#### SELECTED EXCERPT:
Manchester By The Sea – A Review


Here’s a good rule of thumb – if Kyle Chandler shows up in a movie, it’s probably good. I’m sure that there are exceptions to this, but in general it holds up. Chandler is rarely the star – he always has a small but significant part – yet he has demonstrated pretty good taste in choosing the movies in which he appears after his role as Coach Eric Taylor on Friday Night Lights. Carol, Zero Dark Thirty, The Wolf of Wall Street, and Argo all have two things in common – Kyle Chandler turns up and all of them received Oscar nominations. The Spectacular Now was an indie darling. His presence is often a pleasant surprise; rarely do I go into a movie expecting to see Chandler, but like the harbinger of good things, I am always relieved to see his face. If it’s good enough for Kyle Chandler, it’s probably good enough for me.

So I was delighted when I discovered that Chandler has a role in Manchester By The Sea. I had gone into the movie knowing very little about the plot and while the film had a lot of positive buzz around it, I wasn’t fully sure what to expect. Enter Kyle Chandler stage right and I knew everything was going to be fine. Manchester By The Sea is a drama that is sad and tragic, but also occasionally has moments of humor and lightness. The story is simple, but the characters are incredibly complex; the actors that inhabit them give beautifully nuanced performances that leave an impression. At times, Manchester By The Sea can be unbearably sad. I cried many times while watching it in the theater and I really hate doing that. But there is beauty in that sadness, a compelling story about loss, grief, and family.

Casey Affleck stars as Lee Chandler, a janitor for an apartment complex in Quincy, Massachusetts. Lee is a loner and seems ready to lash out at the world, especially after he has been drinking. When his brother Joe (Kyle Chandler) dies, Lee is surprised to discover that he has been named the guardian of his teenaged nephew Patrick (Lucas Hedges). Taking care of Patrick requires Lee to move back to Manchester-by-the-Sea, where he is forced to face his own tragic history, personified by his ex-wife Randi (Michelle Williams). Lee tries to help Patrick through his own grief while battling his own demons.

There is no doubt that Manchester By The Sea is a sad movie, but it also finds the humor in grief. There are a lot of humorous exchanges between Lee and Patrick as they explore the unchartered waters of their new reality. Patrick is a good kid, but he’s also a bit of a wiseass and both he and Lee are undoubtedly using comedy to help them deal with the death of Joe. This humor helps balance Manchester By The Sea out; the film can delve into some very dark territory but the viewer never feels like they are completely drowning in sadness because there is inevitable some laughs around the corner. They cut the tension and make Manchester a better movie.

#### Point labeling dataset excerpts:
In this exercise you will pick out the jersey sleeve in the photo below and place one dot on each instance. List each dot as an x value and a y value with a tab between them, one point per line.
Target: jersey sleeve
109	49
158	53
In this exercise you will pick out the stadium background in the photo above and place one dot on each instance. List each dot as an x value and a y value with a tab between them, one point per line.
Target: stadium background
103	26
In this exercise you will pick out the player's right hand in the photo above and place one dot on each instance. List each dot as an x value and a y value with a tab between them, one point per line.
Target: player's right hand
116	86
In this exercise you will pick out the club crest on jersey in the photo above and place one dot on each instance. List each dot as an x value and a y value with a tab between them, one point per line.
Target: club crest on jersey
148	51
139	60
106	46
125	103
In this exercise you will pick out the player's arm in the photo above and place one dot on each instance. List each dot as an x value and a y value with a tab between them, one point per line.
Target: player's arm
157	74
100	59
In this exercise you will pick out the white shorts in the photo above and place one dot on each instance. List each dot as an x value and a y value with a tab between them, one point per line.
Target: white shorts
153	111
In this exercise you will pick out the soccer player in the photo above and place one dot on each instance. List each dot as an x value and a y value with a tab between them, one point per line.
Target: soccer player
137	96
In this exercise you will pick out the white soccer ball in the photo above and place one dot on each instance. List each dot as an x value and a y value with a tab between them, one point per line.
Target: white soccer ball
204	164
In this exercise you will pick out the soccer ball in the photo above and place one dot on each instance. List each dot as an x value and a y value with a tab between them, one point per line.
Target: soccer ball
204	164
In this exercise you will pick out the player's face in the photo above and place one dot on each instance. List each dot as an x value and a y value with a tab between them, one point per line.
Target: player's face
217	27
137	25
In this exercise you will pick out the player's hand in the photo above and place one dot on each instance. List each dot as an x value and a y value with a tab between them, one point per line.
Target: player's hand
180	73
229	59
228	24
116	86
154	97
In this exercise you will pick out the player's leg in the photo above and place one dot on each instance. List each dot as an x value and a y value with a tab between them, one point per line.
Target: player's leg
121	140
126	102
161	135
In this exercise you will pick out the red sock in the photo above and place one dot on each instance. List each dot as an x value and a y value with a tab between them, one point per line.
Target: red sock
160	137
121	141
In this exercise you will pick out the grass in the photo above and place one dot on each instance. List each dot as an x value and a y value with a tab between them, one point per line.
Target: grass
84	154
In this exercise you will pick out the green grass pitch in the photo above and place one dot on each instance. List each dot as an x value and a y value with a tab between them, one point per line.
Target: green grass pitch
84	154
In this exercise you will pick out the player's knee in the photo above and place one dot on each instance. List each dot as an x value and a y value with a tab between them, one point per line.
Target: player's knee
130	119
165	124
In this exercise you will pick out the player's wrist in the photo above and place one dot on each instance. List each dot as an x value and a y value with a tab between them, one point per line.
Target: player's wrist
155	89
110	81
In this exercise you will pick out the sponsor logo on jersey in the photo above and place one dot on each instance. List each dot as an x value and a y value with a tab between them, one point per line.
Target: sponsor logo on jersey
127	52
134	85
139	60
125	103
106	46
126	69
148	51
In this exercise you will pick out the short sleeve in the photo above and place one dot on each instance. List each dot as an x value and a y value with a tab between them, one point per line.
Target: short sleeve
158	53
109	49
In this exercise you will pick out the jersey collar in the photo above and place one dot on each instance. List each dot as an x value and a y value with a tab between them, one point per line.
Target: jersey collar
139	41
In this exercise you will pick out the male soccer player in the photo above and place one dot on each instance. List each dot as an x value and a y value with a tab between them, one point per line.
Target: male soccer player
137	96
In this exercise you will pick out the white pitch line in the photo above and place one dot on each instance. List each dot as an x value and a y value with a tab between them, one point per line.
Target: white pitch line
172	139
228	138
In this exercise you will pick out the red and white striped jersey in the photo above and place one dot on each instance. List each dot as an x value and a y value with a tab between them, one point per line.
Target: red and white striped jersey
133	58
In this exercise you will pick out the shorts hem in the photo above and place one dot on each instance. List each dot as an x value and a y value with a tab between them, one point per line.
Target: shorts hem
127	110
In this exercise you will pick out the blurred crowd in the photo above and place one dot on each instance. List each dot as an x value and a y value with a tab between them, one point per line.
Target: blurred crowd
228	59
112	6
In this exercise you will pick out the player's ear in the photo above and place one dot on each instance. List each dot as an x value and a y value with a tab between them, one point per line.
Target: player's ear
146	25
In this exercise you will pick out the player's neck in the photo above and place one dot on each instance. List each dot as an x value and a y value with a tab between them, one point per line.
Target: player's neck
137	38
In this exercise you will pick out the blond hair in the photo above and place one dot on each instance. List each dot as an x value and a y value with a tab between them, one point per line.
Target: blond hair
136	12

#### WRITTEN TASKS:
[1] Rewrite the stretch of the Manchester By The Sea review from "There is no" through "a better movie.", putting "smart aleck" in place of "wiseass".
[2] Pick up the Manchester By The Sea review where it stops and write the next part.

#### ANSWERS:
[1]
There is no doubt that Manchester By The Sea is a sad movie, but it also finds the humor in grief. There are a lot of humorous exchanges between Lee and Patrick as they explore the unchartered waters of their new reality. Patrick is a good kid, but he’s also a bit of a smart aleck and both he and Lee are undoubtedly using comedy to help them deal with the death of Joe. This humor helps balance Manchester By The Sea out; the film can delve into some very dark territory but the viewer never feels like they are completely drowning in sadness because there is inevitable some laughs around the corner. They cut the tension and make Manchester a better movie.

[2]
Casey Affleck really delivers a powerhouse performance; as more facets are revealed of Lee’s past, Affleck plays the many different notes of his personality in a natural and understated way. There’s a lot going on with Lee and the film is not afraid to make him completely unlikable one minute and deeply sympathetic the next. Affleck really disappears into the role, inhabiting all the complex and conflicting attributes. Lee really is trying to be there for his nephew in this time of sorrow, but Lee also cannot outrun the past that he is forced to reckon with. There’s a lot going on in this role, but it always feels real and Affleck’s performance is lived in and natural. Casey often toils in the shadow of his more famous older brother, but Manchester is a tour de force performance that solidifies that the talent in the Affleck family runs pretty deep.

Newcomer Lucas Hedges holds his own in the film as well and deserves the critical recognition that he’s received. Hedges and Affleck have excellent on-screen rapport and Hedges feels like a real teenager – overwhelmed by grief, but also a little selfish and self-centered, focused on what everything means to him rather than anyone else. Michelle Williams, who is one of my personal favorites, doesn’t have a ton of screen time but makes the most of what limited time she has with a heartbreaking and devastating performance. There is a scene between her and Affleck toward the end of the movie that just destroyed me and made you feel the pain of both of these characters. They have dealt with their past in very different ways and though they share a history, they cannot seem to figure out a way to help each other without causing more heartache. If Viola Davis wasn’t submitting herself in the supporting actress category this year, I think Williams would have been the frontrunner to win. It’s been nearly a month since I’ve seen this movie, but her scene with Affleck is still the first thing I think about when I hear a reference to this movie. That’s how powerful it was.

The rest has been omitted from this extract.